(Request) Rewrite everything from the start of the material down to the line containing "positive clicks: (848, 427)", switching "rough mask" to "coarse mask" and leaving all else unchanged.

(Data for this exercise)
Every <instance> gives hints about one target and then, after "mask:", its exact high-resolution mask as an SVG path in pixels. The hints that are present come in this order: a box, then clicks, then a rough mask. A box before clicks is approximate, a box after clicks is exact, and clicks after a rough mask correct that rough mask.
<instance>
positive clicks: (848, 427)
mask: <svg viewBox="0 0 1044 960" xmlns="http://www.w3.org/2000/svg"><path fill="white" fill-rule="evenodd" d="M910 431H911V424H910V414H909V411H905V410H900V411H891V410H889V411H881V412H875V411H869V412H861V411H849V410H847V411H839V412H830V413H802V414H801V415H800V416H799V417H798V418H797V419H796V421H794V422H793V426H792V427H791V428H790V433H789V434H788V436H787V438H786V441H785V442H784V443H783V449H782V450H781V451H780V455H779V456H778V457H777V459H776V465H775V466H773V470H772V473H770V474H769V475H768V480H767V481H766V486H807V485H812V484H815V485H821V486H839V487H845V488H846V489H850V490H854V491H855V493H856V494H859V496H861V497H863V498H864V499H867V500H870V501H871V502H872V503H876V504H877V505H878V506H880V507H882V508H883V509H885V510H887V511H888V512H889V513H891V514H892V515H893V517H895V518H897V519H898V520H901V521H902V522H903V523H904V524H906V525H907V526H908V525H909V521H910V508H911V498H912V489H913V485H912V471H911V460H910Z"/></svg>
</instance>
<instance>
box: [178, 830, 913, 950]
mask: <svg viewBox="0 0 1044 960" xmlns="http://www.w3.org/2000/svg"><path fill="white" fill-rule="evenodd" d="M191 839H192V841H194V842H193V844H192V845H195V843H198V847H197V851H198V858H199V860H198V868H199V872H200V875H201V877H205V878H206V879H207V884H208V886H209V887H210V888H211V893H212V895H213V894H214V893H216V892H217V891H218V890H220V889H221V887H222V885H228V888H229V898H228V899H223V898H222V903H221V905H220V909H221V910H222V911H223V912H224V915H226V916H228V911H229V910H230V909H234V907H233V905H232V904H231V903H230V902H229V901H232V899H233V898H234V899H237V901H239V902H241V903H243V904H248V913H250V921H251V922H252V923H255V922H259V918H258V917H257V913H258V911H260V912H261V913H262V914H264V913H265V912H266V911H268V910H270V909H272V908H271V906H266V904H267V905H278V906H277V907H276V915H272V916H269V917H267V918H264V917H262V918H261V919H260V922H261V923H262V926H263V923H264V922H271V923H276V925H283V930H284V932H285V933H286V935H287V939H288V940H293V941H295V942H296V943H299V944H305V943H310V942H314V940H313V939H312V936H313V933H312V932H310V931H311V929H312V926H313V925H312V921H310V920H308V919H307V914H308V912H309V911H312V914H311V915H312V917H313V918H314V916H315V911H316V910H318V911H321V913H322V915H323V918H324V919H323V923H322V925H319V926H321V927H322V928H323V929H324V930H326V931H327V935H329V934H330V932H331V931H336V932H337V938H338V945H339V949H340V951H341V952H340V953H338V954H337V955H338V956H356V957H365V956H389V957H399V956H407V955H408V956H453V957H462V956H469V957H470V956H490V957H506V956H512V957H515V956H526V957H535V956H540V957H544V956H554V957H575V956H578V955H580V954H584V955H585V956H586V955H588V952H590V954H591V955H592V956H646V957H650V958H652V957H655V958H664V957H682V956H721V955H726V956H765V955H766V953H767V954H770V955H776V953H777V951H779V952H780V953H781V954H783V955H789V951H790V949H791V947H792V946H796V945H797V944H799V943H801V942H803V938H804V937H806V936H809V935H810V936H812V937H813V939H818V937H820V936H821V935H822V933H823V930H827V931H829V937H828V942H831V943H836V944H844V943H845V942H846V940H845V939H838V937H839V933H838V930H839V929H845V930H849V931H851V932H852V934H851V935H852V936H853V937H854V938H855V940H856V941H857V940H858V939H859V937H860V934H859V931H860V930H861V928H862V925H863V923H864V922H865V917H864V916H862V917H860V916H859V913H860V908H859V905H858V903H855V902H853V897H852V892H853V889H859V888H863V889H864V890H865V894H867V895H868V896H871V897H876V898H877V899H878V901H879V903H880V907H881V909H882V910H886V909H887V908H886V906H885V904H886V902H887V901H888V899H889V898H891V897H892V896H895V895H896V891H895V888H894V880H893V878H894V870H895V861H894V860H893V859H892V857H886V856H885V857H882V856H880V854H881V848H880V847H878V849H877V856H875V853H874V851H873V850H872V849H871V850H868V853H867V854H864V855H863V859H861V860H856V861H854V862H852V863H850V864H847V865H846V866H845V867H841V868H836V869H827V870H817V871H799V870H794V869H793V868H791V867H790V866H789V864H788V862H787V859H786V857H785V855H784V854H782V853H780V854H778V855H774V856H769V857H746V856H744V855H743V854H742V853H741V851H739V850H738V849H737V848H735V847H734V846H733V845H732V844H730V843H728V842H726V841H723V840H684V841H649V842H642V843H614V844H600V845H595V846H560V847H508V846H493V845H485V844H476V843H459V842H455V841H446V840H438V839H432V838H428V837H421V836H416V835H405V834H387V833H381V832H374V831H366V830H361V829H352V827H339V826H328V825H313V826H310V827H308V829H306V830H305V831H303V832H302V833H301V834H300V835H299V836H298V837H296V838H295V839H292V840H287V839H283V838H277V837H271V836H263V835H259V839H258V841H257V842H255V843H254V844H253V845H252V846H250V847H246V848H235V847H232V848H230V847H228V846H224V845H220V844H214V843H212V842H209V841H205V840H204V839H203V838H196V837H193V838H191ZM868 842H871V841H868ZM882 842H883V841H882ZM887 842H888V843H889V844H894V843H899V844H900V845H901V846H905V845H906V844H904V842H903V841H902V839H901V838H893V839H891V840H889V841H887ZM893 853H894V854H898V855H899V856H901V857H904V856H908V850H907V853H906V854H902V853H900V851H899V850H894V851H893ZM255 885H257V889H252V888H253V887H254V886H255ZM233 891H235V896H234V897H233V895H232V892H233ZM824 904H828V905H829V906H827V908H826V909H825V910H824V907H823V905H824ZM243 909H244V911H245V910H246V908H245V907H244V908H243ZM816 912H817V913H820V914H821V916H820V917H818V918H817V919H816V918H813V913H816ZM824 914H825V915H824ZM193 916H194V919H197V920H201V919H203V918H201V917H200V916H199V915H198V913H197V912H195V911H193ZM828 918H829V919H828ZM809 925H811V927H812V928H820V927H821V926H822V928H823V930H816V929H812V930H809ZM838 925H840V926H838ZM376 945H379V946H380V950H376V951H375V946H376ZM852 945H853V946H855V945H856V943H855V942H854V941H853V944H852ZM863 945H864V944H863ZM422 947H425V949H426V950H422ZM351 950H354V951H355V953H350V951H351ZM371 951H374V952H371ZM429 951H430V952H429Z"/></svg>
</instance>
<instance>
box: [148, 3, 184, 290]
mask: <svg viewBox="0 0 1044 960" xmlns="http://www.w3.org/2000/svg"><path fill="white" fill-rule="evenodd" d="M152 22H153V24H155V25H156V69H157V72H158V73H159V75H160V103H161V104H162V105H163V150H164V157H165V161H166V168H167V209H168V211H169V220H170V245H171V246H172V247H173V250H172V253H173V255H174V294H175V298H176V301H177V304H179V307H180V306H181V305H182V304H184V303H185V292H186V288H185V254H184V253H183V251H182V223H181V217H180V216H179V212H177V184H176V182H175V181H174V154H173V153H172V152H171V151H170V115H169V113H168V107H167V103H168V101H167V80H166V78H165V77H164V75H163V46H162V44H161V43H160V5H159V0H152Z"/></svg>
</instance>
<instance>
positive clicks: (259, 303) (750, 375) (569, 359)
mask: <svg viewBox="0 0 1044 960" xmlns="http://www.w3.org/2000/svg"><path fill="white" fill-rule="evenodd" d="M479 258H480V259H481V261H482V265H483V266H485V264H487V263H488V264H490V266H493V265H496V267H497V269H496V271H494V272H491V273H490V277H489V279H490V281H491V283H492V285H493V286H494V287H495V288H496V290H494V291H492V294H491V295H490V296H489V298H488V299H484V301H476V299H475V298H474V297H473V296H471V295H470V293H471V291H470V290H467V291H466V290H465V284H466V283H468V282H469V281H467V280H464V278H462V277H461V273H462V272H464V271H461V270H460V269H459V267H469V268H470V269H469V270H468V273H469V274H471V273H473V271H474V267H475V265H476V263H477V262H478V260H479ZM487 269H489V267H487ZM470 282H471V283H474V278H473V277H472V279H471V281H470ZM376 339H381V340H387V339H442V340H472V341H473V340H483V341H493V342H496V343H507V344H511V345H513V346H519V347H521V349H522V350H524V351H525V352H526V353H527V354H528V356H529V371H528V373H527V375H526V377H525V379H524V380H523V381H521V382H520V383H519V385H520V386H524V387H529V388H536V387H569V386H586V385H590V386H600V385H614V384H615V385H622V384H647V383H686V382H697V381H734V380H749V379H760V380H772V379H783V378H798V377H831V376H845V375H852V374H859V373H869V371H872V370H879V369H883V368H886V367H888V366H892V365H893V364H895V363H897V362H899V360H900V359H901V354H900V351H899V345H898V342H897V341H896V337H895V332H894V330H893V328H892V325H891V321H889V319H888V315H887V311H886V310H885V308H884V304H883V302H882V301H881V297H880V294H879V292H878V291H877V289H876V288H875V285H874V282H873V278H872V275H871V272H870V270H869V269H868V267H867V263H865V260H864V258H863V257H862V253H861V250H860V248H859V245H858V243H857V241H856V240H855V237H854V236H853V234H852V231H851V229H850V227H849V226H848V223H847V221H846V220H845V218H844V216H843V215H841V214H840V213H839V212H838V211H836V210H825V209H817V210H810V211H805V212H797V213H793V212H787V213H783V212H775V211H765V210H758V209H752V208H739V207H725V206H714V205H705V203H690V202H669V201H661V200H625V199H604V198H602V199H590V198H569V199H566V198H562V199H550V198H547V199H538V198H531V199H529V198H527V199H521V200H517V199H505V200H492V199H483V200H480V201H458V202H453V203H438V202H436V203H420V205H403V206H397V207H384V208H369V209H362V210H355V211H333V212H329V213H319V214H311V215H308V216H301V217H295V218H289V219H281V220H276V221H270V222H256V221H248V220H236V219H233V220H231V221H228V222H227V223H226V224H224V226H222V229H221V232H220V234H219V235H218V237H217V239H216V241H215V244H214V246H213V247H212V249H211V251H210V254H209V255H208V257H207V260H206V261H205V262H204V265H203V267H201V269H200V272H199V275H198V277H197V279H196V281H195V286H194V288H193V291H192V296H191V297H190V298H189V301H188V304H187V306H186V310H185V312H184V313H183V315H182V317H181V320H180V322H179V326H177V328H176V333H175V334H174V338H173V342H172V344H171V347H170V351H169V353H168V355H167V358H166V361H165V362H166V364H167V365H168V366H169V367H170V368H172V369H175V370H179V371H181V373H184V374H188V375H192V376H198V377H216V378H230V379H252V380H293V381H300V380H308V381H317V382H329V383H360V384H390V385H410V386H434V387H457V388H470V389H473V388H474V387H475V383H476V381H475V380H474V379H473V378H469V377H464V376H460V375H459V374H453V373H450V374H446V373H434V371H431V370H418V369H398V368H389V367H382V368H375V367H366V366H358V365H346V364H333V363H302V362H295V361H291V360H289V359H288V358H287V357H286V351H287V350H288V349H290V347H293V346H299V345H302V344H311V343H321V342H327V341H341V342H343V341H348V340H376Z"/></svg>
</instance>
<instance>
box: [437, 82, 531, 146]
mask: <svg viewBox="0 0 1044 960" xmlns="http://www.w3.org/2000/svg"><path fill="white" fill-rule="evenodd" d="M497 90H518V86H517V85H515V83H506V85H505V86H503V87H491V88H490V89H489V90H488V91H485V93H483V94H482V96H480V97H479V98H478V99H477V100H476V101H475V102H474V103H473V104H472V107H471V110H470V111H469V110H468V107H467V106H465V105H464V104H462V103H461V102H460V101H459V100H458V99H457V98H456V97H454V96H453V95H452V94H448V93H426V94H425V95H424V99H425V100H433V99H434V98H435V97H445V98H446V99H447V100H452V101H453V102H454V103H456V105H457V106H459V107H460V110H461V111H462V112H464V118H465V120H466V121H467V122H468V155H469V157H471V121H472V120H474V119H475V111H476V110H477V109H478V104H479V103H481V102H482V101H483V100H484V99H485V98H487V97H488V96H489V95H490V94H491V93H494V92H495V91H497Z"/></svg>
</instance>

(Solution)
Every <instance> gives hints about one target and then, after "mask:", its exact high-resolution mask as an SVG path in pixels. The hints that are present come in this order: a box, then clicks, then a coarse mask. A box before clicks is approximate, a box after clicks is exact, and clicks after a coarse mask correct that coarse mask.
<instance>
positive clicks: (848, 427)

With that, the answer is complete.